#### [Passage]

* * * *

A few comments on "Detailed Scenario of Dongle Usage":
So, you walk up to ANY terminal directly connected to a host, or to a terminal server, or a personal computer of any kind connected through a modem, or borrow someone's laptop connected to a cellular modem.
As several people have pointed out, terminals are passe'. In general, my mail never goes over a serial line. Here at MIT, most people have unix machines on their desks. Mail is composed on the unix machine, sent via ethernet to the mail hub, and received via POP or NFS from the mailhub. To make life worse, often, the machines are in public clusters where anyone can log in. And, (sit down here), the root password for these public machines is well known. (The servers' root passwords are a closely guarded secret.) So, for me, the crypto-dongle is almost completely useless.
Call up, or telnet, dial up a bbs, or connect through any other means, to your host, and log in.
Except IP. One of my machine at work runs SLIP over its serial port. What am I supposed to do now?
Any time an encrypted message is displayed whose public key ID matches one of the private keys on your keyring, the dongle temporarily buffers the message it into its RAM, flashes the "decrypt" LED, while decrypting the message.
Someone else mentioned this, but I didn't understand your response. I read mail in emacs, a full-screen editor. it displays the first screenfull, and I hit space to scroll down. Does the dongle recognize emacs and hit space, or what?
Now, press the "encrypt" button on the dongle. It presents you with a simple line editor, that works with any terminal or terminal emulation, but is reasonably easy to use (something like most bbs-es use for composing messages). You type your message, or if it was prepared ahead of time on the local equipment, you transmit the text.

* * * *

#### [Information given]

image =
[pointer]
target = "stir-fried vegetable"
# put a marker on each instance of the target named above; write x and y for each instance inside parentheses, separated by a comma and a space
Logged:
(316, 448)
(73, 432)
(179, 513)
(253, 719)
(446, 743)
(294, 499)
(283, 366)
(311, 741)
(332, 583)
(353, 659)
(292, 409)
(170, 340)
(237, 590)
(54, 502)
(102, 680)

* * * *

#### [To be done]
1. According to the dongle comments, how is mail sent from the unix machine to the mail hub?
2. Transcribe the stretch of the dongle comments from "Except IP. One" through "transmit the text.".

#### [Per-task outputs]
1. Via ethernet.

2.
Except IP. One of my machine at work runs SLIP over its serial port. What am I supposed to do now?
Any time an encrypted message is displayed whose public key ID matches one of the private keys on your keyring, the dongle temporarily buffers the message it into its RAM, flashes the "decrypt" LED, while decrypting the message.
Someone else mentioned this, but I didn't understand your response. I read mail in emacs, a full-screen editor. it displays the first screenfull, and I hit space to scroll down. Does the dongle recognize emacs and hit space, or what?
Now, press the "encrypt" button on the dongle. It presents you with a simple line editor, that works with any terminal or terminal emulation, but is reasonably easy to use (something like most bbs-es use for composing messages). You type your message, or if it was prepared ahead of time on the local equipment, you transmit the text.